▶ **Request**:
Copy each of the rows below verbatim, keeping every character and line break unchanged.
=== Input for this task ===
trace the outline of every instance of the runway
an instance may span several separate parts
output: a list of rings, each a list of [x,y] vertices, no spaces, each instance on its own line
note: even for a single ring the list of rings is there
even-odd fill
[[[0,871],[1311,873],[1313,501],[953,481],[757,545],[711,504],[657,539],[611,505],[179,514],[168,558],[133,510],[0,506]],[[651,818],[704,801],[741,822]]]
===
▶ **Written reply**:
trace the outline of every instance of the runway
an instance may span several separate parts
output: a list of rings, each a list of [x,y] vertices, no spaces, each instance on its own line
note: even for a single ring the list of rings is there
even-odd fill
[[[0,871],[1311,873],[1313,501],[953,481],[757,545],[711,504],[657,539],[611,505],[179,514],[168,558],[133,510],[0,506]],[[651,818],[704,801],[741,822]]]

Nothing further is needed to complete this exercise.